DIRECTIVE 1 -
From the rows below, repeat word for word every line between the line holding "task: segment the decorative wall medallion" and the line holding "111 244 L 154", inclusive, and nothing else.

>> BEGIN DOCUMENT EXTRACT

Comic Book Movies

 

 

Vs.

 

 

In one corner, the small-time passion projects. In the other, the big-shot blockbusters. This is Cult vs. Mainstream.

 

This week, we compare two different takes on one of the most popular American characters, released within a year of each other. One is a sequel to a smash-hit, with the director out to really put his own spin on the franchise. The other is the grace note of a television show, both created by the same people, which sought to take the character and his story to new heights.

 

 

 

Batman: Mask of the Phantasm

 

Since Tim Burton brought the superhero back to the big screen with his movie Batman (1989), there have been eight theatrical releases about the character. Four were made in Burton’s (and later Joel Schumacher’s) series, and three are the entries in Christopher Nolan’s Dark Knight trilogy. Of those seven, the money made ranges from just under $240 million to well over one billion. The eighth is Mask of the Phantasm, an animated adaptation released right in the middle of the Burton/Schumacher series, which couldn’t even recover its $6 million dollar budget, attracting, at most, the fans of the popular cartoon series that inspired it. It is, to date, the only adaptation of the character to fail. It also may have been the first to truly treat its audience like adults.

>> END DOCUMENT EXTRACT
>> BEGIN DATA FOR THE TASK

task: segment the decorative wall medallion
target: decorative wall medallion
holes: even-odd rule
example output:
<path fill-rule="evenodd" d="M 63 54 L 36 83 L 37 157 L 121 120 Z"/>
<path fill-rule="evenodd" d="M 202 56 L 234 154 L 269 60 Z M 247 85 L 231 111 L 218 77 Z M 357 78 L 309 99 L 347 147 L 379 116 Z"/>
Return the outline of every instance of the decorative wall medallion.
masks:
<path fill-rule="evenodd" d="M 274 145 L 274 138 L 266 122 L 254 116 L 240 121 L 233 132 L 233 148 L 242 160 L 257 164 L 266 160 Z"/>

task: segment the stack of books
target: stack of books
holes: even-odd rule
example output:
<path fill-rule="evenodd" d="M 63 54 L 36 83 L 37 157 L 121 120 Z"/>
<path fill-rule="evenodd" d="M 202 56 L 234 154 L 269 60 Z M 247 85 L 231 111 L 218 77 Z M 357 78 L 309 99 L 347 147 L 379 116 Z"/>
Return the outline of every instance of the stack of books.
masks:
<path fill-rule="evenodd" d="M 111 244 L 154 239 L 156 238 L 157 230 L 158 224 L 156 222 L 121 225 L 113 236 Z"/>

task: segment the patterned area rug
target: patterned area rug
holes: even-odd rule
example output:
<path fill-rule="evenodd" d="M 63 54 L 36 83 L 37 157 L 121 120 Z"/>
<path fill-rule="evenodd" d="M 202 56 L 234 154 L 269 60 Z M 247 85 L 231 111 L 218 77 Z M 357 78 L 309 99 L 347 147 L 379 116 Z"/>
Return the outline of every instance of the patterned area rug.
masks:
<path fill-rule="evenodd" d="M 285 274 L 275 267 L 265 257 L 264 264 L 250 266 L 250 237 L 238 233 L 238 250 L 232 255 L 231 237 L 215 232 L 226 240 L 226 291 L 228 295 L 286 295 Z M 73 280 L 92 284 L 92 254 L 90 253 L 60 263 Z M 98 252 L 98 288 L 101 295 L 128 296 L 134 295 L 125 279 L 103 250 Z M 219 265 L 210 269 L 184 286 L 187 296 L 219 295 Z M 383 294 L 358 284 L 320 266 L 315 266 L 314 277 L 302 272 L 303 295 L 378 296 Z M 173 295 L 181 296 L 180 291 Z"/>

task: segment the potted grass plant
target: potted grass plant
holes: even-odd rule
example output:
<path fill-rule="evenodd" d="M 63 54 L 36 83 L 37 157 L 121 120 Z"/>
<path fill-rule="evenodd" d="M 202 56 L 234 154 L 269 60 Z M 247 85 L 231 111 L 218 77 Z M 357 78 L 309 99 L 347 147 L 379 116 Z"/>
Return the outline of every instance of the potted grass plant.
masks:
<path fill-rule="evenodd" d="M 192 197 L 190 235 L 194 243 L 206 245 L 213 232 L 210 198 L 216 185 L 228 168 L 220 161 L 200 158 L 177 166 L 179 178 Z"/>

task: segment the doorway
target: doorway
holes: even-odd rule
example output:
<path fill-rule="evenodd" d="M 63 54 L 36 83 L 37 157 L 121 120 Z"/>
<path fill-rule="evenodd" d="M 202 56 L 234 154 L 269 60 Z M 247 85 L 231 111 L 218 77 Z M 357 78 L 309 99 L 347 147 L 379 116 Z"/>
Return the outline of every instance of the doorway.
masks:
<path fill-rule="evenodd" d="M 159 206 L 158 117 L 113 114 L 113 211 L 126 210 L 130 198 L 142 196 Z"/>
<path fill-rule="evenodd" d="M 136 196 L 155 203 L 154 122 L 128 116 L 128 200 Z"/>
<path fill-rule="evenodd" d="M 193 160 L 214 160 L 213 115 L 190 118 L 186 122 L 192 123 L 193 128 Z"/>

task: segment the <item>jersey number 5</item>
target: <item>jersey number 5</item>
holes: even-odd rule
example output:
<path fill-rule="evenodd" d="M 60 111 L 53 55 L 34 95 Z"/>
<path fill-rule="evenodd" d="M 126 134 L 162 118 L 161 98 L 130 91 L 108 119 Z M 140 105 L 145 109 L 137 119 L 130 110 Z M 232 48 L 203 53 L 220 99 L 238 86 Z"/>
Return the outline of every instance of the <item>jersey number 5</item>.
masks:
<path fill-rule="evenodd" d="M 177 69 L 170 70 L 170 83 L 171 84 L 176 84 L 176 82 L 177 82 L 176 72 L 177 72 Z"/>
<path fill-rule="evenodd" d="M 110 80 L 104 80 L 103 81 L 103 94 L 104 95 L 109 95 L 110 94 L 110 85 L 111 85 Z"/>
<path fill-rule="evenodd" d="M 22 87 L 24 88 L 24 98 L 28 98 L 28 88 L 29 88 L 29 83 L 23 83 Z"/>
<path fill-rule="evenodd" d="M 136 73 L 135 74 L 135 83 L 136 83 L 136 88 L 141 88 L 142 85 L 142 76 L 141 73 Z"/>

>> END DATA FOR THE TASK
>> BEGIN DATA FOR THE TASK

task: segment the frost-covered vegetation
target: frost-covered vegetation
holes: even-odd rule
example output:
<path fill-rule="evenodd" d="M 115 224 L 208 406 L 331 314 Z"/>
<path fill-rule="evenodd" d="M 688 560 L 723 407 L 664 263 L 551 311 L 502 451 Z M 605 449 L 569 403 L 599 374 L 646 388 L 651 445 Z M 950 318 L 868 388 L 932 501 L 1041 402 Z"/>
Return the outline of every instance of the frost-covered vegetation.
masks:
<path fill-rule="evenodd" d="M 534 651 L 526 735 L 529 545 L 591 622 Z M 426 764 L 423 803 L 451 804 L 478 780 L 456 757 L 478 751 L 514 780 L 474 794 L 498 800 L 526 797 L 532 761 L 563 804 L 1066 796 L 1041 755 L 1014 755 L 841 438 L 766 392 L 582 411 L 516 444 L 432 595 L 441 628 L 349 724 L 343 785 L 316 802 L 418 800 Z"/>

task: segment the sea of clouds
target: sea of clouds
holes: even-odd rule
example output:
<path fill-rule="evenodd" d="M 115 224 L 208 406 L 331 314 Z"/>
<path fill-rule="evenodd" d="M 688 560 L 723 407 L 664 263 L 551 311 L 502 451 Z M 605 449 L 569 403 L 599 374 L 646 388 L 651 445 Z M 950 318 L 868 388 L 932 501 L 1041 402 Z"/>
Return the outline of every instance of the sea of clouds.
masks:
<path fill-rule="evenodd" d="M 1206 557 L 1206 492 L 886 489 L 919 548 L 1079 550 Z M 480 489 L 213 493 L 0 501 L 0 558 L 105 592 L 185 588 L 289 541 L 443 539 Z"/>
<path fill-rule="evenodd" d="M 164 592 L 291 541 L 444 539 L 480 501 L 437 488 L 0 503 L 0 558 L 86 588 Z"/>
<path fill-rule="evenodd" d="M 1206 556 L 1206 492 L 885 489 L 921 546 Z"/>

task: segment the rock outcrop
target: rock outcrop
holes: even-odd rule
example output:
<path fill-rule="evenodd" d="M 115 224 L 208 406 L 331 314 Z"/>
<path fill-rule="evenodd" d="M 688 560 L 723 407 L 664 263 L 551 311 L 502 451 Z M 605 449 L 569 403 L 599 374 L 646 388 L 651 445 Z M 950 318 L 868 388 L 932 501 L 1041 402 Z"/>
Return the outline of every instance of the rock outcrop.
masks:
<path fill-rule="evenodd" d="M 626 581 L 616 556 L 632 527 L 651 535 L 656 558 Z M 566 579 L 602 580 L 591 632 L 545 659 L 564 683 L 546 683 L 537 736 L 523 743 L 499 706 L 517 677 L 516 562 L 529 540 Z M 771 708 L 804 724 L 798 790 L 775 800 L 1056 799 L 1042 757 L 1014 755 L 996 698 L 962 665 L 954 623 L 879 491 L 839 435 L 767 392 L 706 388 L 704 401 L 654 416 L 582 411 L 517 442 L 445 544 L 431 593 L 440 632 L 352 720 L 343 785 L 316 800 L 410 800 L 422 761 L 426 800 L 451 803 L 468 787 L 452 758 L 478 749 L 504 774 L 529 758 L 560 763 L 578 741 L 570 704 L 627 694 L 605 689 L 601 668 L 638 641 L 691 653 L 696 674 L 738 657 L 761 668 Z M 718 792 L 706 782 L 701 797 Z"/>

>> END DATA FOR THE TASK

DIRECTIVE 2 -
Quote the comic book movies text between "In one corner, the" and "to new heights.", inclusive.

CORRECT RESPONSE 1 -
task: segment the decorative wall medallion
target: decorative wall medallion
holes: even-odd rule
example output:
<path fill-rule="evenodd" d="M 63 54 L 36 83 L 37 157 L 121 120 Z"/>
<path fill-rule="evenodd" d="M 202 56 L 234 154 L 269 60 Z M 247 85 L 231 111 L 218 77 Z M 357 78 L 309 99 L 347 147 L 379 116 Z"/>
Return the outline of every instance of the decorative wall medallion.
masks:
<path fill-rule="evenodd" d="M 274 145 L 274 138 L 266 122 L 254 116 L 240 121 L 233 132 L 233 148 L 242 160 L 257 164 L 266 160 Z"/>

task: segment the stack of books
target: stack of books
holes: even-odd rule
example output:
<path fill-rule="evenodd" d="M 63 54 L 36 83 L 37 157 L 121 120 Z"/>
<path fill-rule="evenodd" d="M 202 56 L 234 154 L 269 60 Z M 247 85 L 231 111 L 218 77 Z M 357 78 L 309 99 L 347 147 L 379 116 Z"/>
Return the outline of every instance of the stack of books.
masks:
<path fill-rule="evenodd" d="M 111 244 L 154 239 L 156 238 L 157 230 L 158 224 L 156 222 L 121 225 L 113 236 Z"/>

CORRECT RESPONSE 2 -
In one corner, the small-time passion projects. In the other, the big-shot blockbusters. This is Cult vs. Mainstream.

 

This week, we compare two different takes on one of the most popular American characters, released within a year of each other. One is a sequel to a smash-hit, with the director out to really put his own spin on the franchise. The other is the grace note of a television show, both created by the same people, which sought to take the character and his story to new heights.